### Selected passage:
--------------------------------------------------

- Fork of SQLite with new features https://github.com/libsql/libsql
- And you can embed it in your application and it will really talk to your SQLite/libsql database over the network (subject of this blogpost): https://github.com/libsql/sqld
- Oh, and if you're wondering about backup to S3, they have that too: https://github.com/libsql/bottomless
- Uh, sqld can integrated with this https://github.com/losfair/mvsqlite, so now your SQLite is backed by FoundationDB!?
- Meanwhile Litestream exists https://github.com/benbjohnson/litestream/
- Ben is developing https://github.com/superfly/litefs at Fly so that you can talk to your SQLite through a FUSE filesystem. (and work has stopped on the streaming replication effort https://github.com/benbjohnson/litestream/issues/8)
- And, of course, SQLite has announced a new backend that hopes to support concurrent writes and streaming replication: https://sqlite.org/hctree/doc/hctree/doc/hctree/index.html
What a time for SQLite
Presumably all of these things provide a wildly different experience in terms of consistency, availability, latency, complexity, and concurrent use. Would be so nice to read a lengthy blogpost comparing all or some of these with their pros and cons.

--------------------------------------------------

### Provided material:

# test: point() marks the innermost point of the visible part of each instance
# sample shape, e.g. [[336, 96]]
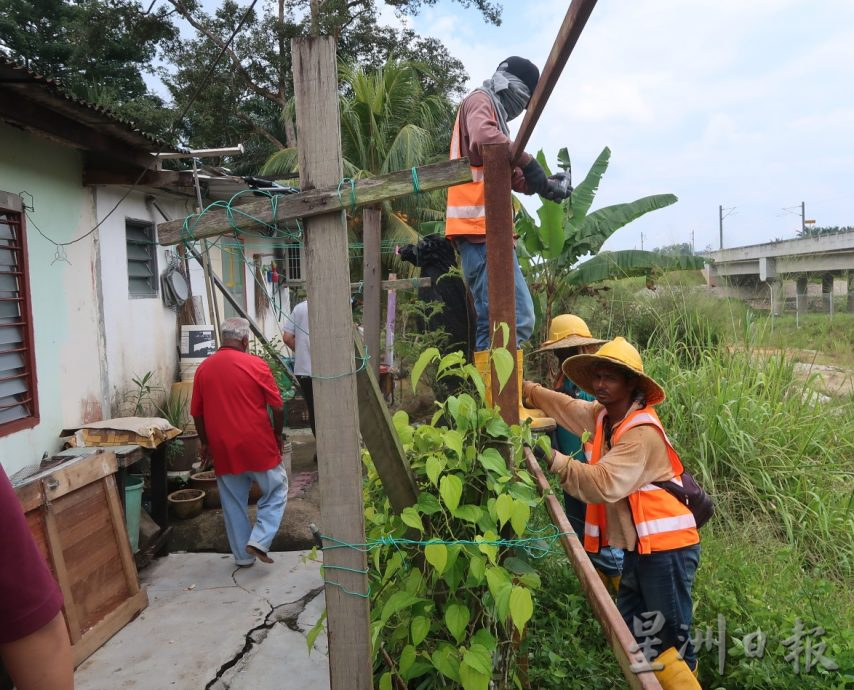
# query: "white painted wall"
[[68, 348], [140, 332]]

--------------------------------------------------

### Task list:
A) According to the SQLite comment, what does LiteFS let you use to talk to your SQLite?
B) Name every quality that the SQLite comment says these projects probably differ on.
C) Please write out the SQLite comment word for word, beginning at the words "- Fork of SQLite" and stopping after "backed by FoundationDB!?".

### Responses to the tasks:
A) A FUSE filesystem.

B) Consistency, availability, latency, complexity, and concurrent use.

C)
- Fork of SQLite with new features https://github.com/libsql/libsql
- And you can embed it in your application and it will really talk to your SQLite/libsql database over the network (subject of this blogpost): https://github.com/libsql/sqld
- Oh, and if you're wondering about backup to S3, they have that too: https://github.com/libsql/bottomless
- Uh, sqld can integrated with this https://github.com/losfair/mvsqlite, so now your SQLite is backed by FoundationDB!?